→ What the exercise asks: Copy out each line of the entries below in which the string "rock" appears.

-------- Recorded information

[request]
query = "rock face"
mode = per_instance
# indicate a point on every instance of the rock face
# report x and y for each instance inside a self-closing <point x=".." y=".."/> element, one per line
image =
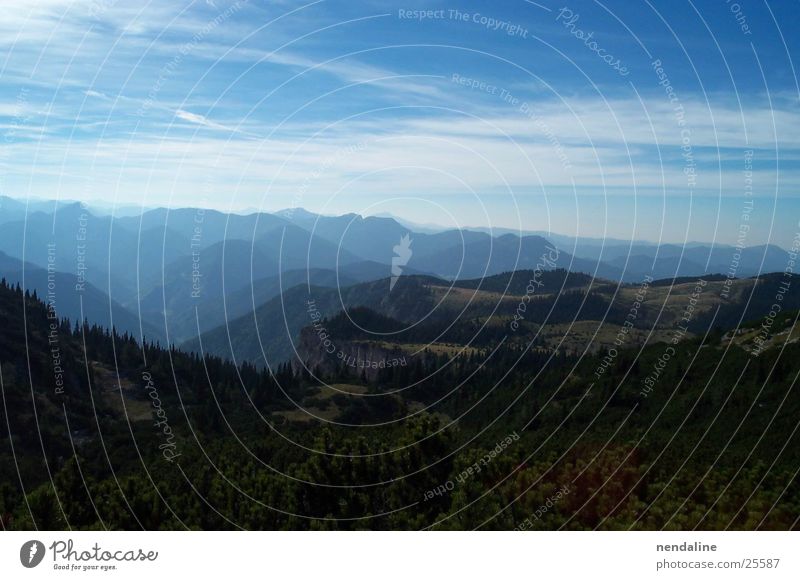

----------------

→ Written response:
query = "rock face"
# indicate a point on every instance of the rock face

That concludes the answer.